=== DOKUMENT ===
###
Polizeigeschichte

„Toscanini von der Opernkreuzung“

Josef Lukits war der populärste Wiener Verkehrspolizist in den 1950er- und 1960er-Jahren. Wegen seiner virtuosen Art, den Verkehr zu regeln; wurde er als „Toscanini von der Opernkreuzung“ bezeichnet.

Verkehrspolizist Josef Lukits auf der Opernkreuzung in Wien: „Pionier der Wiener individuellen Verkehrsregelung“.
Verkehrspolizist Josef Lukits auf der Opernkreuzung in
Wien: „Pionier der Wiener individuellen Verkehrsregelung“
© Barbara Pflaum/Brandstaetter images/picturedesk.com

In den 1950er-Jahren wurden viele Kreuzungen am Ring von Verkehrspolizisten händisch geregelt, es gab nur wenige Ampeln. Unter den Verkehrspolizisten, die regelmäßig an der Kreuzung Ring/Babenbergerstraße zur Verkehrsregelung eingeteilt waren, befand sich Josef Lukits, der als „Toscanini von der Opernkreuzung“ in die Polizeigeschichte einging.
Josef Lukits, geboren am 24. November 1926 in Breitensee im Bezirk Gänserndorf, begann eine Maurerlehre in Breitensee und wurde Anfang August 1943 zum Reichsarbeitsdienst eingezogen. Als 18-Jähriger rückte er Ende November 1944 zur Wehrmacht in Znaim ein. Kurz nach Kriegsende kam er in britische Kriegsgefangenschaft, aus der er am 27. November 1945 entlassen wurde.
Lukits trat am 29. Dezember 1947 in die Wiener Sicherheitswache ein, versah nach der Grundausbildung Rayonsdienst im ersten Bezirk und arbeitete ab November 1949 als Verkehrsposten in der Verkehrsabteilung, der er am 1. März 1950 offiziell zugeteilt wurde.
Ab 1951 regelte er immer wieder händisch den Verkehr auf der Opernkreuzung. Dabei fiel er durch seine ungewöhnlichen, teils virtuosen Handzeichen auf. Das habe er sich bei einer Reise mit Kollegen in Italien abgeschaut, berichtete einer seiner Kollegen. Es habe ihn fasziniert, wie die italienischen Verkehrspolizisten auf der Kreuzung herumgetänzelt seien.
###
=== ERFASSTE DATEN ===
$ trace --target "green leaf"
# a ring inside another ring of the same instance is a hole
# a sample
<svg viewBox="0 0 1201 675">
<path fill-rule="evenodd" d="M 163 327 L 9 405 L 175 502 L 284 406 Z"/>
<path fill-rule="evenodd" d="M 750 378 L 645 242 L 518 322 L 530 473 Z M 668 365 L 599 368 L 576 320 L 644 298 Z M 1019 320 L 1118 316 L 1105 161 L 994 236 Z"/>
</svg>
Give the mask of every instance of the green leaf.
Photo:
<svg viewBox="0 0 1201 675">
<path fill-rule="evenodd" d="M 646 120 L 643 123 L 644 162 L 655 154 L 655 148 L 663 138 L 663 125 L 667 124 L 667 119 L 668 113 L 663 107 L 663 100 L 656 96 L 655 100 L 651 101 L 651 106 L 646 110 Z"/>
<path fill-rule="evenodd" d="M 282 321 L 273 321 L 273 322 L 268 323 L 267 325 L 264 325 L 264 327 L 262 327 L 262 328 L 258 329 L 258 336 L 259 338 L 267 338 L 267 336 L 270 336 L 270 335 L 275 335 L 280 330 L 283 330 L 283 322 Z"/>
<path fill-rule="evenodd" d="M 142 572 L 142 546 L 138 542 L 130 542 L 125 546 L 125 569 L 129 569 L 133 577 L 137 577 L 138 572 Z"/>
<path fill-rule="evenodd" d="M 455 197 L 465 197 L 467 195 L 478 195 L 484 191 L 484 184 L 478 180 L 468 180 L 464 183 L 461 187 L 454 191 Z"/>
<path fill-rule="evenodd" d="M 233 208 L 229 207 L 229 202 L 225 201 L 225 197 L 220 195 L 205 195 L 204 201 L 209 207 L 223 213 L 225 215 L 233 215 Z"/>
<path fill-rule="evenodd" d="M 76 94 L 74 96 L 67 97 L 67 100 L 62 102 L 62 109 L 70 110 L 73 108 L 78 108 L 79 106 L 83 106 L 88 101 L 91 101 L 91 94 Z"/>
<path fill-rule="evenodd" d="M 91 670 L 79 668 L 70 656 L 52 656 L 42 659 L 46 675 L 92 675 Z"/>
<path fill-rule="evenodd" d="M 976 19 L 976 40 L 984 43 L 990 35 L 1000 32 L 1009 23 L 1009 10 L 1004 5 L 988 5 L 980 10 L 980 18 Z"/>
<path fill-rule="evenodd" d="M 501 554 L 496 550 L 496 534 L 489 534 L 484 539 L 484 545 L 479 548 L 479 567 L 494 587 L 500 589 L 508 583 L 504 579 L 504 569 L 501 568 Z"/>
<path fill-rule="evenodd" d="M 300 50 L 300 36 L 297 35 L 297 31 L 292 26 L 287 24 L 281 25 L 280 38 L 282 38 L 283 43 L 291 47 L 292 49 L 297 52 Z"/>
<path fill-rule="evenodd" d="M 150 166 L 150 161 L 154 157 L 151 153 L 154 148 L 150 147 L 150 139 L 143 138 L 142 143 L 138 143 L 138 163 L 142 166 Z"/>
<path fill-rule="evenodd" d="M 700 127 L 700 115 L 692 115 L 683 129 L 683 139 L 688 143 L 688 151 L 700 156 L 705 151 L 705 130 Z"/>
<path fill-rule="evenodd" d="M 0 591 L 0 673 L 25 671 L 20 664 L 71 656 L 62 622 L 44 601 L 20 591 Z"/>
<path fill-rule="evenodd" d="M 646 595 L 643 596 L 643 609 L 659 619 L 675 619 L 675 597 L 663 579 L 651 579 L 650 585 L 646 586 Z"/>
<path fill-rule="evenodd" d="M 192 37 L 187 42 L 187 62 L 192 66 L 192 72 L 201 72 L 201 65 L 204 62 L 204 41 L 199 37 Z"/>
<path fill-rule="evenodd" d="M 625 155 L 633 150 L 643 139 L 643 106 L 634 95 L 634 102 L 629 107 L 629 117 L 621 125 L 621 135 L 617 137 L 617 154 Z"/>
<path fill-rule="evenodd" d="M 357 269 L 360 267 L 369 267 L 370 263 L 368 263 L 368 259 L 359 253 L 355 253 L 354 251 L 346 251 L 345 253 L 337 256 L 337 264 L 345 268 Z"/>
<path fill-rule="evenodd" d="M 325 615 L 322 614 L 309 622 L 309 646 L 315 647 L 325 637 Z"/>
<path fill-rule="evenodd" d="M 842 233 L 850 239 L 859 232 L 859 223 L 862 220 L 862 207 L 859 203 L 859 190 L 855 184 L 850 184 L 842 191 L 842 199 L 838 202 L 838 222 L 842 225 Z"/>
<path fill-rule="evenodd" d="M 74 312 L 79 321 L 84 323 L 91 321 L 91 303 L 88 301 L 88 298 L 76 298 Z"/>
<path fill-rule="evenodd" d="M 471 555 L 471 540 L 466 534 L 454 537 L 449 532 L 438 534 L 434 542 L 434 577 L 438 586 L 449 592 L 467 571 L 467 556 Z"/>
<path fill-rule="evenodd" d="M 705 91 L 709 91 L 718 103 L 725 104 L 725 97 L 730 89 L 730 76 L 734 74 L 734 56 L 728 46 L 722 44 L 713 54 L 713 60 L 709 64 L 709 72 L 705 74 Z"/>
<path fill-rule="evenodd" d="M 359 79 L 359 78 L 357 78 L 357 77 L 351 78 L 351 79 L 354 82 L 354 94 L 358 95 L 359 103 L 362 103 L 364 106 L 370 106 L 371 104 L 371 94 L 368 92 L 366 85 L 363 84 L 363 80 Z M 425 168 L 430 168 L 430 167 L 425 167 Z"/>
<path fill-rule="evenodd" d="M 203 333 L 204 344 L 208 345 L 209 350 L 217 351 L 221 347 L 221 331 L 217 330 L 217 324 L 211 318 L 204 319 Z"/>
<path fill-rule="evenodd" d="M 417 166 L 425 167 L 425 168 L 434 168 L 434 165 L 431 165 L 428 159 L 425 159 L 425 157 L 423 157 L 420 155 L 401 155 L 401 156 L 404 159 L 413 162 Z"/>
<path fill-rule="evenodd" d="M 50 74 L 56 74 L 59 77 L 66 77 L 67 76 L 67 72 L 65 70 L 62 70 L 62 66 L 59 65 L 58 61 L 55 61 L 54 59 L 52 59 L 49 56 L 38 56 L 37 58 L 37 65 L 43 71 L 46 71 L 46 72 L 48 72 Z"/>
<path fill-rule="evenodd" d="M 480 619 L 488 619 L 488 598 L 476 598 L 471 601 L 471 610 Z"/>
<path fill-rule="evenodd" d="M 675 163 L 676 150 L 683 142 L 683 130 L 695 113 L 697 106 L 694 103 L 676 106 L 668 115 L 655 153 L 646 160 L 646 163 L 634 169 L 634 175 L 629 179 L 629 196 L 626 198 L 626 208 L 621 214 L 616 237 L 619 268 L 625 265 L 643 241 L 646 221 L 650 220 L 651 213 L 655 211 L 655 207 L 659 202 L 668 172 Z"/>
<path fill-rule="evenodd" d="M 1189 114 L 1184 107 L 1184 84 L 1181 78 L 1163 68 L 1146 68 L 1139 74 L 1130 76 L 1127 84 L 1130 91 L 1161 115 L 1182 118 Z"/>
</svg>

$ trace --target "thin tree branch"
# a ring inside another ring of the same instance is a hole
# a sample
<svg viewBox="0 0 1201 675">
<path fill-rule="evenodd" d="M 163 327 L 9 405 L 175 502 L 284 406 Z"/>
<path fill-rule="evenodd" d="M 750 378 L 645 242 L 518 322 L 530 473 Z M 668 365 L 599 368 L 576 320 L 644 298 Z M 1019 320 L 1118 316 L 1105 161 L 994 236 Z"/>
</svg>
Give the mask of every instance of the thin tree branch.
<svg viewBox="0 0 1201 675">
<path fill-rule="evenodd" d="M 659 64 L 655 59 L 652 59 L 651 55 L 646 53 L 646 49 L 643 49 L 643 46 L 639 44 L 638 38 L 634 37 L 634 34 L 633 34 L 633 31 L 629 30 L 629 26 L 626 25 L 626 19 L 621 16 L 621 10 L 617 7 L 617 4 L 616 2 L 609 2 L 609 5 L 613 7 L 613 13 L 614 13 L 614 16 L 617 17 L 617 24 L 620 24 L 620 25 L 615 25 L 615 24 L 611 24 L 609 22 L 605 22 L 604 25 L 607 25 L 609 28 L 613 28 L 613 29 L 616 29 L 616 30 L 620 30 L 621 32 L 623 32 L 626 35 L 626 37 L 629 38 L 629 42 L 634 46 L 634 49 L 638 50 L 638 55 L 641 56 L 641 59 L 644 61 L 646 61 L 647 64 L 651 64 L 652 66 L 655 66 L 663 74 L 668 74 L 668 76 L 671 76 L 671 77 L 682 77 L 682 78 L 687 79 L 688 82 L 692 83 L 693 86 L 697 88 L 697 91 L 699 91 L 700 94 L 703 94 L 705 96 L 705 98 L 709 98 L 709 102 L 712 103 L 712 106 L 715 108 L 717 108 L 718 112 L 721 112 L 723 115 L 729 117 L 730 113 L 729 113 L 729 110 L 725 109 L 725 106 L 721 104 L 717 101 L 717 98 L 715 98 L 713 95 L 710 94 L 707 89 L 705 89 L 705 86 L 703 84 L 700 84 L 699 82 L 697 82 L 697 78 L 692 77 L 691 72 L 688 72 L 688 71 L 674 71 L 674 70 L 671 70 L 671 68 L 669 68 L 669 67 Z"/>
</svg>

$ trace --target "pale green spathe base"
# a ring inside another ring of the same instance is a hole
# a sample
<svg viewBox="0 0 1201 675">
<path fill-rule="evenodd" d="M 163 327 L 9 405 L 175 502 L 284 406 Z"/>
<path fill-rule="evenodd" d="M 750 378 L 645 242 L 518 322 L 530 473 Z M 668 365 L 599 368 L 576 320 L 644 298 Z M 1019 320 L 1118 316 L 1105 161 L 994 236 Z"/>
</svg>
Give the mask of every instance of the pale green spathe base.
###
=== AUFGABEN ===
**1.** Welche Datumsangaben mit Tag, Monat und Jahr nennt der Text über Josef Lukits?
**2.** Wie könnte der Text über Josef Lukits weitergehen? Führe ihn im gleichen Stil fort, direkt im Anschluss an seinen letzten Satz.
Das Material spielt hierfür keine Rolle.

=== ERGEBNISSE ===
**1.**
- 24. November 1926
- 27. November 1945
- 29. Dezember 1947
- 1. März 1950

**2.**
Mit seinem eigenwilligen Handzeichenspiel wurde Lukits in Wien rasch populär. Zeitungen und Zeitschriften berichteten über den „Toscanini von der Opernkreuzung“. In der „Österreichischen Neuen Tageszeitung“ erhielt er das Prädikat: „Dirigent Lukits, der Pionier der Wiener individuellen Verkehrsregelung“.
In einer ganzseitigen Reportage in der Schweizer Kraftfahrzeitschrift „Automobil-Revue“ stand: „Der Polizist, der auf Wiens Straßen zu befehlen hat, steht wie ein Dirigent vor seinem Orchester, dessen Solisten und Mitglieder den Willen zu freudigem Mittun bekunden. Es ist eine Augenweide, unserem Toscanini des Verkehrs und seinem Mienenspiel zuzuschauen, zu sehen, wie er vollkommen über der Sache steht und auch der eigenwilligste Musiker wohl ein Solo gibt, sich aber doch seiner Stabführung unterzieht und die Spielregeln beherrscht und befolgt.“

Rügen für den „Dirigenten“.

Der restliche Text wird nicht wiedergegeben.